The above document describes the functions required by OP_CREATE and the parameters used.

OP_CALL (or OP_EXEC_ASSIGN)

OP_CALL is used for contract execution and is one of the most commonly used opcodes. There are many descriptions in the original design document.
QTUM6: Implement calling environment info in EVM for OP_EXEC_ASSIGN 
Description: Solidity expects certain information to be pushed onto the stack as part of it's ABI. So, when data is sent into the contract using OP_EXEC_ASSIGN we need to make sure to provide this data. This data includes the Solidity "function selector" as well as ensuring the opcodes CALLER and ORIGIN function properly. This looks to be fairly easy, it should just be transferring some data from the Bitcoin stack to the EVM stack, and setting some fields for the origin info. However, this story should be split into multiple tasks and re-evaluated if it isn't easy. See also: https://github.com/ethereum/wiki/wiki/Ethereum-Contract-ABI For populating the CALLER and ORIGIN value, the following should be done: OP_EXEC_ASSIGN should take 2 extra arguments, SENDER and SENDER_SIGNATURE. Sender should be a public key. Sender Signature is the signature of all the vins for the current transaction, signed of course using the SENDER value.On the EVM side, CALLER's value will be a public key hash, ie, a hash of the SENDER public key. This public key hash should be compatible with Bitcoin's public key hash for it's standard version 1 addresses. IF the given SENDER_SIGNATURE does not match successfully, then the transaction should be considered invalid. If the SENDER public key is 0, then SENDER_SIGNATURE must also be 0, and the given CALLER opcode etc should just return 0.
The above document describes the OP_EXEC_ASSIGN calling environment information that needs to be implemented in the EVM.
QTUM8: Implement OP_EXEC_ASSIGN for sending money to contracts 
Description: A new opcode should be added, OP_EXEC_ASSIGN. This opcode should take these arguments in push order: # version number (VM version to use, currently just 1)

gas price (can be ignored for now)

gas refund script (can be ignored for now)

data (The data to hand to the smart contract. This will include things like the Solidity ABI Function Selector and other data that will later be available using the CALLERDATA EVM opcode) # smart contract address (txid + vout number)

It should return two values right now, 0 and 0. These are for spendable and out of gas, respectively. Making them spendable and dealing with out of gas will be in a future storyFor this story, the EVM contract does not actually need to be executed. This opcode should only be a placeholder so that the accounting system can determine how much money a contract has control of
The above document describes the OP_EXEC_ASSIGN implementation details.
QTUM15: Execute the relevant contract during OP_EXEC_ASSIGN 
Description: After this story is complete, when OP_EXEC_ASSIGN is reached, it should actually execute the contract whose address was given to it, passing the relevant data from the bitcoin script stack with it. Other data such as the caller and sender can be left for a later story. Making the CALLER, ORIGIN etc opcodes work properly will be fixed with a later story
The above document describes OP_EXEC_ASSIGN how the script runs the relevant contract code.

**Extracted records**
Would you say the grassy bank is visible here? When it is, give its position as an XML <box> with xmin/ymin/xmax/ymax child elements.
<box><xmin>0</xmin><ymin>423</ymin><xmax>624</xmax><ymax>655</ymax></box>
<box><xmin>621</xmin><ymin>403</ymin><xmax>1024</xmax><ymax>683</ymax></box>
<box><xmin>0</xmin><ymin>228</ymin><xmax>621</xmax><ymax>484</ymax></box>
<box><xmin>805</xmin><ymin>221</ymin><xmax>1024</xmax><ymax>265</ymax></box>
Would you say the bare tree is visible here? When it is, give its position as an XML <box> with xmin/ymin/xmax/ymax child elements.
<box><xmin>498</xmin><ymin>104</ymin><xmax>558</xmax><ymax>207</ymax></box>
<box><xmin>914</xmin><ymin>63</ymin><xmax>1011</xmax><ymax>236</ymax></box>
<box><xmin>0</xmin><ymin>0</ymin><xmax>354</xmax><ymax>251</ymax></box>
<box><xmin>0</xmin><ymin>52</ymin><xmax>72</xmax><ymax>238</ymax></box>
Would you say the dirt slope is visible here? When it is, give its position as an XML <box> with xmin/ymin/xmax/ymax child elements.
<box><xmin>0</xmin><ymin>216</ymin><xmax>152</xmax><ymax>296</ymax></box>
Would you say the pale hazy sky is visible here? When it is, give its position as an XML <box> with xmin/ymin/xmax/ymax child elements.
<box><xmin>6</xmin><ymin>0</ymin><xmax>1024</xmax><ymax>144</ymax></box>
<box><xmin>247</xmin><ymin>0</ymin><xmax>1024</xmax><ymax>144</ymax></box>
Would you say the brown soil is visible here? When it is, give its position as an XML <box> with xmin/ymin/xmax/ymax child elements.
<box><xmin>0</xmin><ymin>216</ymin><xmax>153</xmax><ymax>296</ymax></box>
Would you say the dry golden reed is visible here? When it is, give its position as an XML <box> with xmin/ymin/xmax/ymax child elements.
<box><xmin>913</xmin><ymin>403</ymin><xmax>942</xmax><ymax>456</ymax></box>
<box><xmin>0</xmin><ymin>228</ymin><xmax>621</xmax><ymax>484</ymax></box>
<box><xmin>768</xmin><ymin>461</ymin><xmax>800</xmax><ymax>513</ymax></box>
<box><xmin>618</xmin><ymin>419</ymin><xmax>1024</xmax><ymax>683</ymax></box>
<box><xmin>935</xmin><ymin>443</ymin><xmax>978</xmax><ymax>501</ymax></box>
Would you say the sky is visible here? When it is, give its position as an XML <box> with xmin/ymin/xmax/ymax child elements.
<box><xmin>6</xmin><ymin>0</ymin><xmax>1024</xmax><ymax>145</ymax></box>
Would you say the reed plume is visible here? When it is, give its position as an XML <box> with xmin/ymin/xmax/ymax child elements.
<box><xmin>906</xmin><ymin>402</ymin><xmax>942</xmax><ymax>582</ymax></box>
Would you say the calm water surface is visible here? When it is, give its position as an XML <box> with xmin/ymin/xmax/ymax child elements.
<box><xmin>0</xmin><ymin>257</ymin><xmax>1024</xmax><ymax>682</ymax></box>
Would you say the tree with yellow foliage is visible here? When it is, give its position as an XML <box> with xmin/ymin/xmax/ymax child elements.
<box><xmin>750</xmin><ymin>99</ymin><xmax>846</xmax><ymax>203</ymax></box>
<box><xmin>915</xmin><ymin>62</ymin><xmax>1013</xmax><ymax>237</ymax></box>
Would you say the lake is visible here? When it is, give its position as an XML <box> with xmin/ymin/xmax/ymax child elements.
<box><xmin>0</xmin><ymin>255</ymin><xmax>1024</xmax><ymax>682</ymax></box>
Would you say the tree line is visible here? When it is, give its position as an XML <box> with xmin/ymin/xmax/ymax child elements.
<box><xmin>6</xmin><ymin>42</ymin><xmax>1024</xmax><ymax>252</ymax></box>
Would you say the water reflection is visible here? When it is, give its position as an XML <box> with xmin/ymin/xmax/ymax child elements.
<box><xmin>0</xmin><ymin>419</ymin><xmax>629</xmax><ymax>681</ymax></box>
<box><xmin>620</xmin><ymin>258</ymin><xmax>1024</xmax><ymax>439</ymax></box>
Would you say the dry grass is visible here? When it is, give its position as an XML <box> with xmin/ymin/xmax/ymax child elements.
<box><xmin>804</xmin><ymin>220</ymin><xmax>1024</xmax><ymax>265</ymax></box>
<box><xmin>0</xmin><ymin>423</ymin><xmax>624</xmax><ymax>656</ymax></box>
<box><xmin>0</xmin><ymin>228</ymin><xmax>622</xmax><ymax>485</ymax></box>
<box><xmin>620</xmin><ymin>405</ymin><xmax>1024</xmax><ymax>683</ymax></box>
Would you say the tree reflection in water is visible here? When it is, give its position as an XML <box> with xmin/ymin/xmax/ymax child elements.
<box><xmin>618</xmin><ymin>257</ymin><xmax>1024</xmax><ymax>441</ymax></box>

--

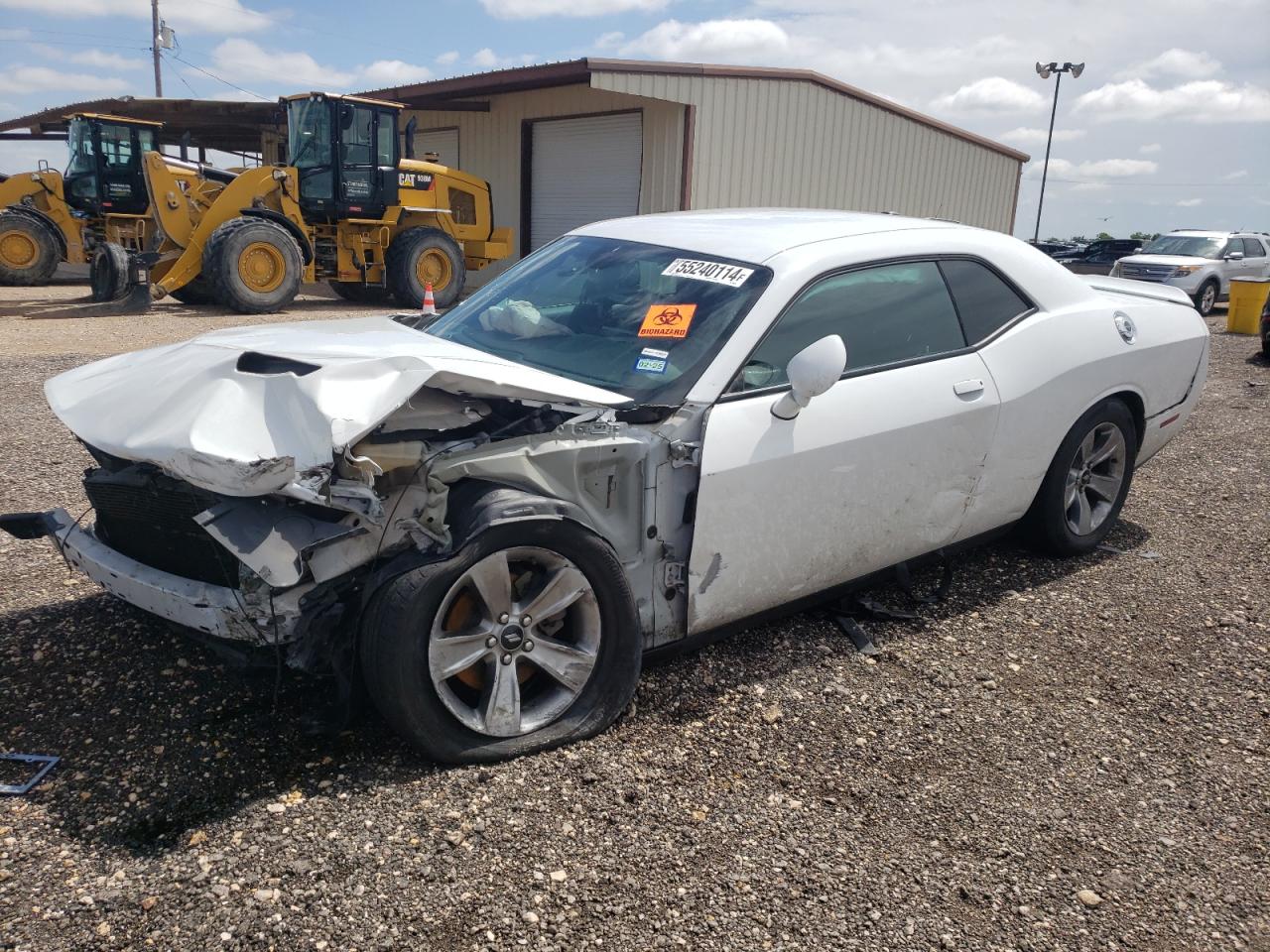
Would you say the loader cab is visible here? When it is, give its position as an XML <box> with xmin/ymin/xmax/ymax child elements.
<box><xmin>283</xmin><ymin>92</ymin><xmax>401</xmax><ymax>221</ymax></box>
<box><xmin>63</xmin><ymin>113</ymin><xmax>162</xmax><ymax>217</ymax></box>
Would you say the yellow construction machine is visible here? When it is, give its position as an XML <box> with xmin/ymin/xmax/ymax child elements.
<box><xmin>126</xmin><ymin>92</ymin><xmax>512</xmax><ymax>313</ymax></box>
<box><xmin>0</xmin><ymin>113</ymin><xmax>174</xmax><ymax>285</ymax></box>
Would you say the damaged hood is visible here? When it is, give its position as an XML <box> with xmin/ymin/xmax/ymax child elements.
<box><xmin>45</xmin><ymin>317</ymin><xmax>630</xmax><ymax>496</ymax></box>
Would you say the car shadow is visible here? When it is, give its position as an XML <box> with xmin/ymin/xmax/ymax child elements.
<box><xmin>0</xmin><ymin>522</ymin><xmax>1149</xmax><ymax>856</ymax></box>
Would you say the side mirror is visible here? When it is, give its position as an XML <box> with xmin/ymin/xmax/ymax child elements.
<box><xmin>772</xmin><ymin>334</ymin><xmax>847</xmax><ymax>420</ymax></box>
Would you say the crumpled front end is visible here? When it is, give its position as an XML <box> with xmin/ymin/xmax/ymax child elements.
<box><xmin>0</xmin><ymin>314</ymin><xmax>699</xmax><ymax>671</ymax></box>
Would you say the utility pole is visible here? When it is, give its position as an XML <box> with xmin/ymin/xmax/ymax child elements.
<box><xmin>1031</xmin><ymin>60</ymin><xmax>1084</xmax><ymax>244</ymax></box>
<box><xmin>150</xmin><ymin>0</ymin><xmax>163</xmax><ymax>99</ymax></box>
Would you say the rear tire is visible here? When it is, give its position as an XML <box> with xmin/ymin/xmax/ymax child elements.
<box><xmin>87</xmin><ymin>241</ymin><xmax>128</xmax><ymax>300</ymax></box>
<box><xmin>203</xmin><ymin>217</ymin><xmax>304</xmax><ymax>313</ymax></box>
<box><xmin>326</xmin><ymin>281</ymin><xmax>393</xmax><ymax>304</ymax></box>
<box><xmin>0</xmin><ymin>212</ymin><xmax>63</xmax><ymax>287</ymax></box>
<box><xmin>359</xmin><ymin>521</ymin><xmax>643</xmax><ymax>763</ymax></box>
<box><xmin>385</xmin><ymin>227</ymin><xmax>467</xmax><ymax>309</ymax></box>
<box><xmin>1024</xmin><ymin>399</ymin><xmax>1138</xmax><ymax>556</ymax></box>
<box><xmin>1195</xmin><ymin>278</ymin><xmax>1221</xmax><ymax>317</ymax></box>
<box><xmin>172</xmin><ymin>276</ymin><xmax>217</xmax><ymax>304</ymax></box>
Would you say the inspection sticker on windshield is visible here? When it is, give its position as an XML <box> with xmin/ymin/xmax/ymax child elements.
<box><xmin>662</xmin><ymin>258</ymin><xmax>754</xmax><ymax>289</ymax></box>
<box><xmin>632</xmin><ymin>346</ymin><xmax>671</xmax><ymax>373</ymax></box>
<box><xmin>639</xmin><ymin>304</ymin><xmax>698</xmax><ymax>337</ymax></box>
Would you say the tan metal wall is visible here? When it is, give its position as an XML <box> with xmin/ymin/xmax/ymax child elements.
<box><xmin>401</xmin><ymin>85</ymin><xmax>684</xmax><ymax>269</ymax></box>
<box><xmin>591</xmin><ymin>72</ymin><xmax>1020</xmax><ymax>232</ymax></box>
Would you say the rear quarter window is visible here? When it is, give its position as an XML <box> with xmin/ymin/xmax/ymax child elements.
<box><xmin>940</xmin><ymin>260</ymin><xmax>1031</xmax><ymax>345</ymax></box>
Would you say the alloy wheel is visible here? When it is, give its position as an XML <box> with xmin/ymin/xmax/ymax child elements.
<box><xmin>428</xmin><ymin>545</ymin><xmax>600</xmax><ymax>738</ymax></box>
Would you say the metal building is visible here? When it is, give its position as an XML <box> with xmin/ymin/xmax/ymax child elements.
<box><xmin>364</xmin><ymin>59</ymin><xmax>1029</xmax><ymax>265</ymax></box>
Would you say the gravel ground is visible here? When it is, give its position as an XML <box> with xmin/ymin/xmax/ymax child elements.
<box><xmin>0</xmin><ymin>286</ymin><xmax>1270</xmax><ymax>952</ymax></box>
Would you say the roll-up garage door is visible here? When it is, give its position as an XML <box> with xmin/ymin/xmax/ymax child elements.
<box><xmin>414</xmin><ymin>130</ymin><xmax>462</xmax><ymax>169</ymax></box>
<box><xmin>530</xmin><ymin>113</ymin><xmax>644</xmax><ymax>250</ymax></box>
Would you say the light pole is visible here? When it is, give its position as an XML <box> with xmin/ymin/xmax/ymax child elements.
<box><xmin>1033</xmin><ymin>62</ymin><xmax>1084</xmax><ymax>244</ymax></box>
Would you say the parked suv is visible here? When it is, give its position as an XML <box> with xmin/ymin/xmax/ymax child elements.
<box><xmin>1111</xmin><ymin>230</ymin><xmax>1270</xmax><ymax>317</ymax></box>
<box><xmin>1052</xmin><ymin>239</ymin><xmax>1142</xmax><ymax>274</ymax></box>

==

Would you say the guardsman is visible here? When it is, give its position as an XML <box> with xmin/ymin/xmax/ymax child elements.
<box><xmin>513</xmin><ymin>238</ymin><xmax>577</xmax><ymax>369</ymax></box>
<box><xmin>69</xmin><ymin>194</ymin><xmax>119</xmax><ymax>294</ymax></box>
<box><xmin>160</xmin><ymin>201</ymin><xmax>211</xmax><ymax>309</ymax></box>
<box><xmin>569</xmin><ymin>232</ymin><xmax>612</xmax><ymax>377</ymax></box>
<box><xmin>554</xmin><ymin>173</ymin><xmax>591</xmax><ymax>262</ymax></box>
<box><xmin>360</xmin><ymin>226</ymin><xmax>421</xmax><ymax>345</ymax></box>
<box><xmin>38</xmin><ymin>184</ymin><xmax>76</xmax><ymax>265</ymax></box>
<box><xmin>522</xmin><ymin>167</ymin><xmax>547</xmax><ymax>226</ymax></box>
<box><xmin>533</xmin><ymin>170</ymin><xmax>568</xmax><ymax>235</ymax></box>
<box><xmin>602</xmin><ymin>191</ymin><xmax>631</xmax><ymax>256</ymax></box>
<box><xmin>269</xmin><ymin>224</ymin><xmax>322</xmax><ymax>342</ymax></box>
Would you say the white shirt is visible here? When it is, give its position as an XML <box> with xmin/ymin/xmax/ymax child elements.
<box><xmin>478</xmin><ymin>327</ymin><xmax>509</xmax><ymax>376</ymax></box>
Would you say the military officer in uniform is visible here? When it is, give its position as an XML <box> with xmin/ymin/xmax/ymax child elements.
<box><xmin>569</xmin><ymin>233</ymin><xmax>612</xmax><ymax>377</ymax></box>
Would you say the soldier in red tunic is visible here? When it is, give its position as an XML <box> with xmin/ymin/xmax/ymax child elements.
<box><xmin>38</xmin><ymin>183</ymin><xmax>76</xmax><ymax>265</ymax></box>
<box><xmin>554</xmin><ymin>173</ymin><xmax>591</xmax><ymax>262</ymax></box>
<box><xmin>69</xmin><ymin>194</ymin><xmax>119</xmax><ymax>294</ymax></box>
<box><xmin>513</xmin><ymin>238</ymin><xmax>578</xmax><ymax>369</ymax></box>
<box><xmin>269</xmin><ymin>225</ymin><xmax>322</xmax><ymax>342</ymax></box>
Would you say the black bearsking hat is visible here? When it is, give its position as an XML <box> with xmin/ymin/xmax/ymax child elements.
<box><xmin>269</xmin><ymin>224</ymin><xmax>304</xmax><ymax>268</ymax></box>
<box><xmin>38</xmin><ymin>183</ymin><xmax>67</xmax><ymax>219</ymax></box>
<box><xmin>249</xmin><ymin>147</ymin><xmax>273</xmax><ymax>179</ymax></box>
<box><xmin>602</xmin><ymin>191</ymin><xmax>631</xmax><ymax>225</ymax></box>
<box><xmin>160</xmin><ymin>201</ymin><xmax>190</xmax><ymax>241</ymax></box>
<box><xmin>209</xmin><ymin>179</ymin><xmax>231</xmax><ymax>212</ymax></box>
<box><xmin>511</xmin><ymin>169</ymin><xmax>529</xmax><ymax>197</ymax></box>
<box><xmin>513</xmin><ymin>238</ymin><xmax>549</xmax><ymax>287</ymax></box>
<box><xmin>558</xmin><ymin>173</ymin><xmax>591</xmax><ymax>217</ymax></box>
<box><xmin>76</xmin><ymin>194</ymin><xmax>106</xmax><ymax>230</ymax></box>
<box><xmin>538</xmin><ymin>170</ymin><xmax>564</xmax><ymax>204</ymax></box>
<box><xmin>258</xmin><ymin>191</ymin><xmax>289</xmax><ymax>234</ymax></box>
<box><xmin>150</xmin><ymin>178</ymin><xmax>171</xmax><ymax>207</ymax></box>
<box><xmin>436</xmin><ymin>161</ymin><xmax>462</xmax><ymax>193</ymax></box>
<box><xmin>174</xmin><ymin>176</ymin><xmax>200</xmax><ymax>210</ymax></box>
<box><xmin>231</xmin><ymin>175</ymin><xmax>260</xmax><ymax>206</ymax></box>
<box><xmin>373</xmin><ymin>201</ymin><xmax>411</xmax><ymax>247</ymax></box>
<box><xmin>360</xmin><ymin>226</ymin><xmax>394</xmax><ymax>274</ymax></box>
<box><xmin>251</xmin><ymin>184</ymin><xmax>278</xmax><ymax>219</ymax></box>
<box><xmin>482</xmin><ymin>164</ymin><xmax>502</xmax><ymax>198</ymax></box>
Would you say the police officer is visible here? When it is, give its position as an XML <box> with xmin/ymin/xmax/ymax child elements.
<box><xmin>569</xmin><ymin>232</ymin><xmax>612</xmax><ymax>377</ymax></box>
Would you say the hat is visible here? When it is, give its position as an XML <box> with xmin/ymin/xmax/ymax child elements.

**Required work**
(A) List every design story identifier in the OP_EXEC_ASSIGN text, each with the title it carries.
(B) Write the next part of the text on OP_CALL and OP_EXEC_ASSIGN, starting after its final sentence.

**The answers**
(A)
QTUM6: Implement calling environment info in EVM for OP_EXEC_ASSIGN
QTUM8: Implement OP_EXEC_ASSIGN for sending money to contracts
QTUM15: Execute the relevant contract during OP_EXEC_ASSIGN

(B)
QTUM40: Allow contracts to send money to pubkeyhash addresses Description: We need to allow contracts to send money back to pubkeyhash addresses, so that people can withdraw their coins from contracts when allowed, etc. This should work similar to how version 0 contract sends work. Instead of using an OP_EXEC_ASSIGN vout though, we need to instead use a standard pubkeyhash script. So, upon spending to a pubkeyhash, the following transaction should be placed on the blockchain: vin: [standard contract OP_EXEC_ASSIGN inputs] ... vout: OP_DUP OP_HASH160 [pubKeyHash] OP_EQUALVERIFY OP_CHECKSIG change output - version 0 OP_EXEC_ASSIGN back to spending contract These outputs should be directly spendable in the wallet with no changes to the wallet code itself 
The above document describes how to allow contracts to send QTUM to pubkeyhash addresses.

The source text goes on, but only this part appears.